• [TEXT]:

- - - - - - -

Criminalization continued post-1969
But Hooper insisted that legal persecution of homosexual acts persisted through certain provisions in the Code — such as gross indecency — and pointed to the urban police raids of gay bath houses that continued into the 1980s.
"I think the story of decriminalization and the myth, as I'm calling it, certainly benefits the Liberal Party and it benefits anybody with the last name Trudeau," he said, calling the coin a "big mistake."
Hooper is part of the Anti-69 Network, a group of activists and academics planning to hold a media event just before the new loonie is unveiled next week. The event will feature speakers arguing that Canada did not decriminalize homosexuality in 1969 and that LGBT Canadians still faced official persecution in the decades that followed: the criminalization of non-disclosure of HIV-positive status, a ban on blood donations from gay Canadians and oppressive policing tactics.
Not every LGBT activist agrees. Helen Kennedy is the executive director of the advocacy group Egale Canada, which was consulted on the new coin. She said 1969 was a "significant turning point" for Canada and the mint's official commemoration is a "big deal."
"Let's take it as a moment in time to acknowledge a recognition and to acknowledge that the current government wants to effect change for LGBT people in Canada," she said.
Liberal MP Rob Oliphant, who identifies as gay, said the coin's critics are missing the point. "Only someone who has come of age after 1969 could possibly fail to recognize the huge significance of the decriminalization of homosexuality," he told CBC News.
"To diminish the importance of what then-Prime Minister Pierre Elliott Trudeau did, as he changed the Criminal Code, diminishes every man, woman and transgendered person who has worked to make our world better and more inclusive."
Formal LGBT apology
A Jan. 15, 2019 memorandum prepared for Prime Minister Justin Trudeau released under Access to Information outlines a series of his government's "accomplishments" on LGBT issues, including a formal apology in 2017 for historical injustices, investments in community projects and international assistance for LGBT projects abroad.

- - - - - - -

Items stored in a collection
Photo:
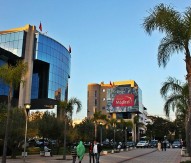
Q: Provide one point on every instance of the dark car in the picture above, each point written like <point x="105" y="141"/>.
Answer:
<point x="176" y="144"/>
<point x="130" y="144"/>
<point x="167" y="144"/>
<point x="153" y="144"/>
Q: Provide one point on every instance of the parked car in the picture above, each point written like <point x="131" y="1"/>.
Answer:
<point x="142" y="144"/>
<point x="167" y="144"/>
<point x="153" y="144"/>
<point x="176" y="144"/>
<point x="130" y="144"/>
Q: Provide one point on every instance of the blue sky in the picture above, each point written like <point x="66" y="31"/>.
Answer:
<point x="107" y="39"/>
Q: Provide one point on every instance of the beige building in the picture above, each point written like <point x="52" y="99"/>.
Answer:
<point x="118" y="100"/>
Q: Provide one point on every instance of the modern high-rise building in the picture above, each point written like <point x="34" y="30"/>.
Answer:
<point x="117" y="100"/>
<point x="46" y="81"/>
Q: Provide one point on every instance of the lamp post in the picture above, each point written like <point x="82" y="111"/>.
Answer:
<point x="27" y="108"/>
<point x="125" y="136"/>
<point x="100" y="132"/>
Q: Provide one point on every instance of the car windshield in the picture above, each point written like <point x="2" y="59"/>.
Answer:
<point x="153" y="142"/>
<point x="176" y="142"/>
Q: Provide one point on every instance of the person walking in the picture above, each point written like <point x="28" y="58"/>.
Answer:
<point x="159" y="146"/>
<point x="91" y="154"/>
<point x="97" y="150"/>
<point x="74" y="154"/>
<point x="80" y="151"/>
<point x="164" y="145"/>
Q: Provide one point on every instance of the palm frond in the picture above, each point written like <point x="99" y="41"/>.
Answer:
<point x="171" y="85"/>
<point x="162" y="18"/>
<point x="167" y="47"/>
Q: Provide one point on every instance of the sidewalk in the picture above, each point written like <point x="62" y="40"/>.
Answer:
<point x="109" y="158"/>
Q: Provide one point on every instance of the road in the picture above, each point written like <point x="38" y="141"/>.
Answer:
<point x="147" y="155"/>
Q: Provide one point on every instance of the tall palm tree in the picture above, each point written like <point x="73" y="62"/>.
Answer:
<point x="98" y="117"/>
<point x="177" y="30"/>
<point x="176" y="95"/>
<point x="12" y="76"/>
<point x="67" y="109"/>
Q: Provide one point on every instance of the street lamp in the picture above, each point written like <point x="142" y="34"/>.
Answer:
<point x="100" y="132"/>
<point x="27" y="108"/>
<point x="125" y="136"/>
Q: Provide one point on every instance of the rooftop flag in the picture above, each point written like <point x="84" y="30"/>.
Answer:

- - - - - - -

• [WHAT IS ASKED]:
[1] Answer these questions using the coin article:
(a) What group is Hooper part of?
(b) Who is the executive director of Egale Canada?
(c) In what year did the government make its formal apology for historical injustices?
[2] Extend the coin article with a few more paragraphs that pick up right after its last sentence.

• [RESPONSES BY TASK]:
[1]
(a) The Anti-69 Network
(b) Helen Kennedy
(c) 2017

[2]
The Liberal government also created a LGBT secretariat and a new position for a special adviser to the prime minister. It passed a bill to expunge historical criminal records for gross indecency, buggery and anal intercourse in RCMP databases.
Some find coin concept 'disturbing'
David Cooke of the social conservative group Citizen Go Canada, meanwhile, accuses the Mint of trying to "politicize" Canada's coinage in order to promote what he calls the prime minister's "gay agenda." He compared LGBT issues to other topics that have proved to be politically divisive — abortion and divorce — and that he said should not be celebrated by the federal government.
"What we see here happening with Mr. Trudeau is, he's going really too far. He's not only going back into the debate, he's taking a side," he said.
"He's saying we as a country, and we as Canadian citizens, are not only saying we approve of homosexual behaviour and lifestyle, but we want to have every citizen have it on their coinage. It's going to be celebrated, going to be promoted and many Canadians find that very disturbing and even offensive."
Last week, Cooke and about a dozen others protested outside the Mint and delivered an online petition opposing the new coin.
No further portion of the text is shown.